Parce qu’Un taxi pour Tobrouk  (1960) est une leçon de mise en scène. Contrairement à ce qui est répété partout (à la suite des cris d’orfraie de la Nouvelle Vague contre « le cinéma de scénaristes »), ce film n’est pas seulement un mélange de mots d’auteurs et de colères de Lino Ventura. Si la puissance aphoristique des dialogues d’Audiard a souvent tendance à caractériser définitivement celui qui les profère, tout le talent de La Patellière est justement de les mettre en perspective afin d’éviter la caricature, sachant à quel moment passer du contrechamp au panoramique et du plan fixe au zoom pour mieux dessiner la psychologie complexe de ses personnages. Ce n’est pas Audiard qui fait monter la tension durant la séquence des mines, mais bien la précision du découpage ; ce n’est pas Audiard qui éblouit lorsque des silhouettes muettes s’arque-boutent dans la tempête ou s’effondrent sur le sable, mais la subtile composition du plan.

 

Parce qu’il a offert à Michèle Morgan son plus beau rôle érotique. Dans Retour de manivelle (1957), véritable joyau de film noir entre Clouzot,  Hitchcock période Soupçons et le Facteur sonne toujours deux fois de Tay Garnett, elle est une garce phénoménale incarnant jusqu’au tragique l’insensibilité moderne, laquelle vient supplanter les amourettes touchantes et mièvres d’un certain cinéma d’avant-guerre (ici encore représentée par la jeune bonne éperdument amoureuse). « Salope ! » lui crie Daniel Gélin découvrant ses stratagèmes, « C’est une injure ? » répond-telle glaciale…

 

Parce qu’il a su instiller de l’ambigüité à l’intérieur d’un produit  aussi formaté que « le polar des années 60-70 avec Jean Gabin ». Derrière l’observation attentive des visages et les gestes, Du rififi à Paname (1965) offre ainsi une belle réflexion sur l’ambivalence des sentiments, faisant se succéder double-jeux et faux-semblants, à l’image du personnage joué par Gabin lui-même, dont le sens de l’honneur s’accommode fort bien de duperie. Ce qui est bien la preuve que le cinéma populaire n’est simpliste et manichéen que pour ceux qui ne le connaissent pas.

 

Parce que sa version de Caroline chérie (1968) est la meilleure. Celle du début des années 50 ne tenait que par la grâce de Martine Carol, mais dans ce film-là, c’est tout le contraire : la jolie France Anglade est plutôt fade et c’est la mise en scène résolument kitsch qui s’adapte parfaitement aux aventures rocambolesques de la belle aristocrate, laquelle crie toujours non avant de susurrer oui. On est là entre un certain expressionnisme français, celui des ombres théâtrales de la Main du Diable de Maurice Tourneur, et un étonnant parti-pris coloriste, avec des fumées mauves agrémentant les parties de campagne et des carrosses jaune canari emportant les amants rougissants !
-*-*-
| Exercices |
a) Dites si chacune des affirmations suivantes concorde avec le texte fourni : répondez par oui ou non, puis citez les mots du texte qui le montrent. (i) Retour de manivelle date de 1957. (ii) Dans Caroline chérie (1968), France Anglade porte le film par sa grâce. (iii) Dans Un taxi pour Tobrouk, c’est Audiard qui fait monter la tension durant la séquence des mines.
b) D’après le texte fourni, quel acteur crie « Salope ! » au personnage de Michèle Morgan dans Retour de manivelle ?
c) Transformez en liste le paragraphe du texte fourni qui commence par « Parce qu’il a su instiller de l’ambigüité », sans perdre ses faits essentiels.

| Jeu de données |
-*-*-
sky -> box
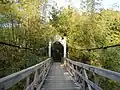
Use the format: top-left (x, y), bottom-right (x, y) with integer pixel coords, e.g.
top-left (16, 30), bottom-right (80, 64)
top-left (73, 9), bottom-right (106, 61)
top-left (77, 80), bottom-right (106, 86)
top-left (49, 0), bottom-right (120, 10)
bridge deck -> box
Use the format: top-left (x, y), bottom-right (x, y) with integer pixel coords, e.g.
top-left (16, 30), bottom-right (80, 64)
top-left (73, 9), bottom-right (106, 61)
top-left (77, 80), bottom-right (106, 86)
top-left (41, 63), bottom-right (80, 90)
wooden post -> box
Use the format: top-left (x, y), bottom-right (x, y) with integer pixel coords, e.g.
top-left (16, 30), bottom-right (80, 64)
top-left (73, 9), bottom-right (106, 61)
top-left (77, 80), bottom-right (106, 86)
top-left (63, 37), bottom-right (66, 58)
top-left (49, 41), bottom-right (51, 57)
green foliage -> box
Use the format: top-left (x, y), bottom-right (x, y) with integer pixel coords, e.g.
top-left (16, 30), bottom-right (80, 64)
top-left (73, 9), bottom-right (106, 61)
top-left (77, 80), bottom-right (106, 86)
top-left (51, 7), bottom-right (120, 90)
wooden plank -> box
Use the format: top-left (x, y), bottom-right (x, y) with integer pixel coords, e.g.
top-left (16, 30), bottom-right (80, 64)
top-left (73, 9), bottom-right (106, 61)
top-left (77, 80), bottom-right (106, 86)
top-left (66, 58), bottom-right (120, 82)
top-left (41, 63), bottom-right (80, 90)
top-left (66, 63), bottom-right (102, 90)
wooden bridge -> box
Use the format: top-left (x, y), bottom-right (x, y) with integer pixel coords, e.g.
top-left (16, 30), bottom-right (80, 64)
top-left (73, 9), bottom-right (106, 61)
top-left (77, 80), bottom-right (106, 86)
-*-*-
| Corrigé |
a)
(i) Oui : « Dans Retour de manivelle (1957) »
(ii) Non : « la jolie France Anglade est plutôt fade »
(iii) Non : « Ce n’est pas Audiard qui fait monter la tension durant la séquence des mines, mais bien la précision du découpage »

b) Daniel Gélin, lorsqu’il découvre ses stratagèmes.

c)
- Le cinéaste a su introduire de l’ambigüité dans un produit très formaté, « le polar des années 60-70 avec Jean Gabin ».
- Par l’observation attentive des visages et des gestes, Du rififi à Paname (1965) propose une réflexion sur l’ambivalence des sentiments.
- Doubles jeux et faux-semblants s’y succèdent, à l’image du personnage de Gabin, dont le sens de l’honneur s’accommode fort bien de la duperie.
- Le cinéma populaire n’est donc simpliste et manichéen que pour ceux qui ne le connaissent pas.